Excerpt provided

——

-Caveat Lector-
DISMANTLING FORMER YUGOSLAVIA,
RECOLONISING BOSNIA
by Michel Chossudovsky
The author is Professor of Economics at the University of Ottawa.
Copyright by Michel Chossudovsky, Ottawa, 1996. This text can
be posted. For publication in printed form kindly request
permission from the author: E-Mail:[EMAIL PROTECTED], fax:
1-613-7892050.
As heavily-armed NATO troops enforce the peace in Bosnia, the press and
politicians alike portray Western intervention in the former Yugoslavia as a
noble, if agonizingly belated, response to an outbreak of ethnic massacres
and human rights violations. In the wake of the November 1995 Dayton
Peace Accords, the West is eager to touch up its self-portrait as saviour of
the Southern Slavs and get on with "the work of rebuilding" the newly
sovereign states.
But following a pattern set since the onslaught of the civil war, Western public
opinion has been misled. The conventional wisdom, exemplified by the
writings of former US Ambassador to Yugoslavia Robert Zimmermann, is
that the plight of the Balkans is the outcome of an "aggressive nationalism",
the inevitable result of deep-seated ethnic and religious tensions rooted in
history.1 Likewise, much has been made of the "Balkans power-play" and
the clash of political personalities: "Tudjman and Milosevic are tearing
Bosnia-Herzegovina to pieces".2
Drowned in the barrage of images and self-serving analyses are the
economic and social causes of the conflict. The deep-seated economic
crisis which preceded the civil war has long been forgotten. The strategic
interests of Germany and the US in laying the groundwork for the
disintegration of Yugoslavia go unmentioned, as does the role of external
creditors and international financial institutions. In the eyes of the global
media, Western powers bear no responsibility for the impoverishment and
destruction of a nation of 24 million people. But through their domination of
the global financial system, the Western powers, pursuing their collective and
individual "strategic interests" helped from the beginning of the 1980s, bring
the Yugoslav economy to its knees, contributing to stirring simmering ethnic
and social conflicts. Now, the efforts of the international financial community
are channelled towards "helping Yugoslavia's war-ravaged successor
states". Yet while the World's attention is focused on troop movements and
cease fires, creditors and international financial institutions are busy at work
collecting former Yugoslavia's external debt, while transforming the Balkans
into a safe-haven for free enterprise.
Adopted in several stages since the early 1980s, the reforms imposed by
Belgrade's creditors wreaked economic and political havoc leading to
disintegration of the industrial sector and the piece-meal dismantling of the
Yugoslav Welfare State. Despite Belgrade's political non-alignment and
extensive trading relations with the US and the European Community, the
Reagan administration had targeted the Yugoslav economy in a "Secret
Sensitive" 1984 National Security Decision Directive (NSDD 133) entitled
"United States Policy towards Yugoslavia". A censored version of this
document declassified in 1990 largely conformed to a previous National
Security Decision Directive (NSDD 54) on Eastern Europe issued in 1982.
Its objectives included "expanded efforts to promote a `quiet revolution' to
overthrow Communist governments and parties"... while reintegrating the
countries of Eastern Europe into the orbit of the World market.3
Secessionist tendencies feeding on social and ethnic divisions, gained
impetus precisely during a period of brutal impoverishment of the Yugoslav
population. The first phase of macro-economic reform initiated in 1980
shortly before the death of Marshall Tito "wreaked economic and political
havoc... Slower growth, the accumulation of foreign debt and especially the
cost of servicing it as well as devaluation led to a fall in the standard of
living
of the average Yugoslav... The economic crisis threatened political stability ...

——

Check your understanding
A. In the essay on dismantling former Yugoslavia, what title did the 1984 National Security Decision Directive (NSDD 133) carry?
B. Continue the essay on dismantling former Yugoslavia from the point where it stops.
The data that come next have no connection to the essay on dismantling former Yugoslavia.

Supplied data
——

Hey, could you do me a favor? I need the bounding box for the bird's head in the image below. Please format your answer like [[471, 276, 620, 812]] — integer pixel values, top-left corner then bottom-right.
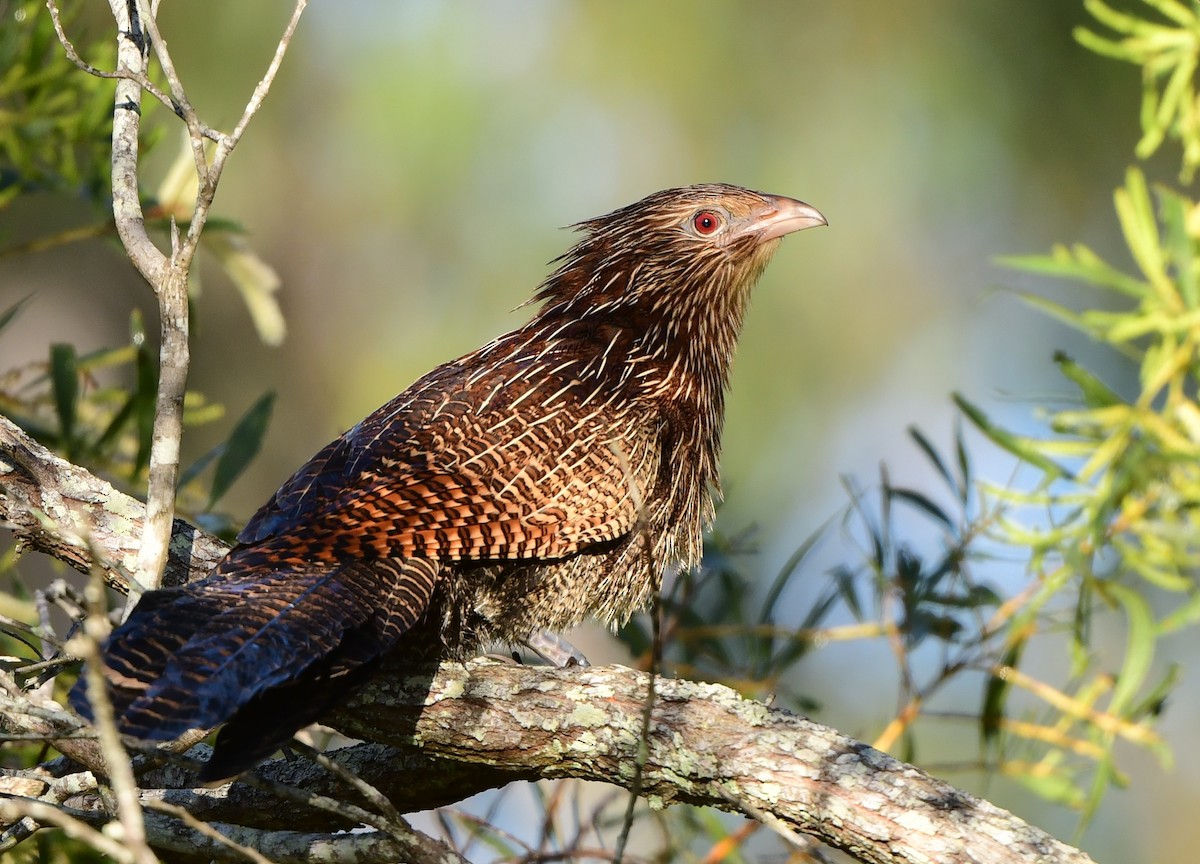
[[536, 184, 826, 336]]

——

Numbered responses
A. It was titled "United States Policy towards Yugoslavia."

B.
it also threatened to aggravate simmering ethnic tensions".4 These reforms
accompanied by the signing of debt restructuring agreements with the official
and commercial creditors also served to weaken the institutions of the
federal State creating political divisions between Belgrade and the
governments of the Republics and Autonomous Provinces. "The Prime
Minister Milka Planinc, who was supposed to carry out the programme, had
to promise the IMF an immediate increase of the discount rates and much
more for the Reaganomics arsenal of measures..."5
Following the initial phase of macro-economic reform in 1980, industrial
growth plummeted to 2.8 percent in the 1980-87 period, plunging to zero in
1987-88 and to -10.6 percent in 1990.6 The economic reforms reached their
climax under the pro-US government of Prime Minister Ante Markovic. In the
Autumn of 1989 just prior to the collapse of the Berlin Wall, the federal
Premier had travelled to Washington to meet President George Bush. A
"financial aid package" had been promised in exchange for sweeping
economic reforms including a new devalued currency, the freeze of wages, a
drastic curtailment of government expenditure and the abrogation of the
socially owned enterprises under self-management.7 The "economic
therapy" (launched in January 1990) contributed to crippling the federal State
system. State revenues which should have gone as transfer payments to the
republics and autonomous provinces were instead funnelled towards
servicing Belgrade's debt with the Paris and London clubs. The republics
were largely left to their own devices thereby exacerbating the process of
political fracturing. In one fell swoop, the reformers had engineered the
demise of the federal fiscal structure and mortally wounded its federal
political institutions. The IMF induced budgetary crisis created an economic
"fait accompli" which in part paved the way for Croatia's and Slovenia's
formal secession in June 1991. The Agreement with the IMF
The economic package was launched in January 1990 under an IMF
Stand-by Arrangement (SBA) and a World Bank Structural Adjustment Loan
(SAL II). The budget cuts requiring the redirection of federal revenues
towards debt servicing, were conducive to the suspension of transfer
payments by Belgrade to the governments of the Republics and Autonomous
Provinces thereby fuelling the process of political balcanisation and
secessionism. The government of Serbia rejected Markovic's austerity
programme outright leading to a walk-out protest of some 650,000 Serbian
workers directed against the Federal government.8 The Trade Union
movement was united in this struggle: "worker resistance crossed ethnic
lines, as Serbs, Croats, Bosnians and Slovenians mobilised (...) shoulder to
shoulder with their fellow workers (...).9
The 1989 Enterprise Reforms
The 1989 enterprise reforms adopted under Premier Ante Markovic played
a central role in steering the industrial sector into bankruptcy. By 1990, the
annual rate of growth of GDP had collapsed to -7.5 percent.10 In 1991, GDP
declined by a further 15 percent, industrial output collapsed by 21 percent.11
The restructuring programme demanded by Belgrade's creditors was
intended to abrogate the system of socially owned enterprises. The
Enterprise Law of 1989 required abolishing the "Basic Organizations of
Associated Labour (BAOL)".12 The latter were socially-owned productive
units under self-management with the Workers' Council constituting the main
decision making body. The 1989 Enterprise Law required the transformation
of the BOALs into private capitalist enterprises with the Worker's Council
replaced by a so-called "Social Board" under the control of the enterprise's
owners including its creditors.13 "The objective was to subject the Yugoslav
economy to massive privatisation and the dismantling of the public sector.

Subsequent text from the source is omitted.